(Stored data)
<<<<
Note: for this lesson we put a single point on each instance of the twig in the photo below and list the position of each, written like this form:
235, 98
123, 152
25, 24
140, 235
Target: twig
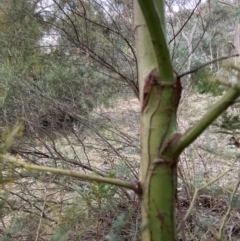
206, 64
>>>>
*Exercise aim*
Repeat the data exactly as given. Keep every picture out of the copy.

*Expected answer*
Note: for this lesson we put a single point on each instance of the twig in the photo below and list the position of each, written like this form:
235, 98
123, 152
25, 24
140, 235
Target: twig
206, 64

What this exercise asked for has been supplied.